Top of INFORMATION GIVEN

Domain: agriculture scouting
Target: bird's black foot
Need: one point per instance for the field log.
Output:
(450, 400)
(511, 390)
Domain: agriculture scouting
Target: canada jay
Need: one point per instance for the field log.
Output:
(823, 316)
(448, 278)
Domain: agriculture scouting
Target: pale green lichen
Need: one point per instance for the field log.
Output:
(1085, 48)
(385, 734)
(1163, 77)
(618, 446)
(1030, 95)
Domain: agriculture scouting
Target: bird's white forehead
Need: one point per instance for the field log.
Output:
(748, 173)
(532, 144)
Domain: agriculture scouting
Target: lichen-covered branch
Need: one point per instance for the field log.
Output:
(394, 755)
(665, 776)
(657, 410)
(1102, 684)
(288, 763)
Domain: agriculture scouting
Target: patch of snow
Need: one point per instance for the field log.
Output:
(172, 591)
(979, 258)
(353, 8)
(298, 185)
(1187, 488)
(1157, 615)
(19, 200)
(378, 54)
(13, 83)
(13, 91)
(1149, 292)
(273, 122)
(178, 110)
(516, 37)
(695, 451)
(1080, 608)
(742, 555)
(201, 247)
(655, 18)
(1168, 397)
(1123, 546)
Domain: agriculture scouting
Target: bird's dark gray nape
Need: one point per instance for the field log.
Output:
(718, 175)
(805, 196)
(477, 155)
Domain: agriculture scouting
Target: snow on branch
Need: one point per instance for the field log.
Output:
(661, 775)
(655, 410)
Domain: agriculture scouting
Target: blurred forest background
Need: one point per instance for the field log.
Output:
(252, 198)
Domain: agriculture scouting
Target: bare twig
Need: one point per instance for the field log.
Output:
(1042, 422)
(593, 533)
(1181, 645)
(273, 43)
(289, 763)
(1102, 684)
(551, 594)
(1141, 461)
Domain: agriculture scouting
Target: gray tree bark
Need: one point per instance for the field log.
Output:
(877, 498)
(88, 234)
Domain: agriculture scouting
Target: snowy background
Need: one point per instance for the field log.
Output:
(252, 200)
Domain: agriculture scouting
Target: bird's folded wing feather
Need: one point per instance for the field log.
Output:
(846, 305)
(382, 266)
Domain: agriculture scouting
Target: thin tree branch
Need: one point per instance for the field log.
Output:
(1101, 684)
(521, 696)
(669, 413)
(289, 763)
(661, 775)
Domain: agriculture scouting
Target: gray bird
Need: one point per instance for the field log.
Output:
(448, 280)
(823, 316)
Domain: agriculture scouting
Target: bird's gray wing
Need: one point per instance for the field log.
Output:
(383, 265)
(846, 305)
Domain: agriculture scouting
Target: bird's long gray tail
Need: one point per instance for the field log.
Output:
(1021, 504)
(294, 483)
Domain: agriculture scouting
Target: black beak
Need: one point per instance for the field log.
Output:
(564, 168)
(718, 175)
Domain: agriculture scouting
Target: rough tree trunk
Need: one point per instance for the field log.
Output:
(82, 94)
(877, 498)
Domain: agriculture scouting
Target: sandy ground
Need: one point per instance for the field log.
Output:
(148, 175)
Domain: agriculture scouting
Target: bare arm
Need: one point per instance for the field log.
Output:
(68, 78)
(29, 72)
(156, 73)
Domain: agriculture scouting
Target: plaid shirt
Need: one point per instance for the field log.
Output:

Bottom of INFORMATION GIVEN

WHAT THE TASK REQUIRES. Find the lines above that contain the word "tree" and collect them.

RESULT BELOW.
Target: gray tree bark
Target: thin tree branch
Target: rough tree trunk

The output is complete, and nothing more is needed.